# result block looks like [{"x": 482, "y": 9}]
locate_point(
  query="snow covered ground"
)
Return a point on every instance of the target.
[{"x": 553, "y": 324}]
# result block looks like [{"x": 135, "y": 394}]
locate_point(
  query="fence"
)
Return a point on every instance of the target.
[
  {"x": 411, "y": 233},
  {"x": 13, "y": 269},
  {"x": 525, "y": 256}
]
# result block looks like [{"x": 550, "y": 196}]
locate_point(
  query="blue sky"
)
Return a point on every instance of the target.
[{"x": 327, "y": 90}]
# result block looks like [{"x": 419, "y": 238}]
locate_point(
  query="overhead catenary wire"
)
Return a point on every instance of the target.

----

Request:
Would you give the material above again, complete and exact?

Solved exercise:
# result block looks like [{"x": 482, "y": 9}]
locate_point(
  query="snow covered ground"
)
Return a point on every instance of the target.
[{"x": 553, "y": 324}]
# result block looks like [{"x": 135, "y": 394}]
locate_point(
  query="fence"
)
Return a point on every instance of the target.
[
  {"x": 411, "y": 233},
  {"x": 13, "y": 269},
  {"x": 525, "y": 256}
]
# result block looks like [{"x": 550, "y": 196}]
locate_point(
  query="blue sky"
)
Return a point on every instance of the target.
[{"x": 327, "y": 90}]
# result block looks like [{"x": 419, "y": 238}]
locate_point(
  query="overhead catenary wire"
)
Return a point on every instance of the target.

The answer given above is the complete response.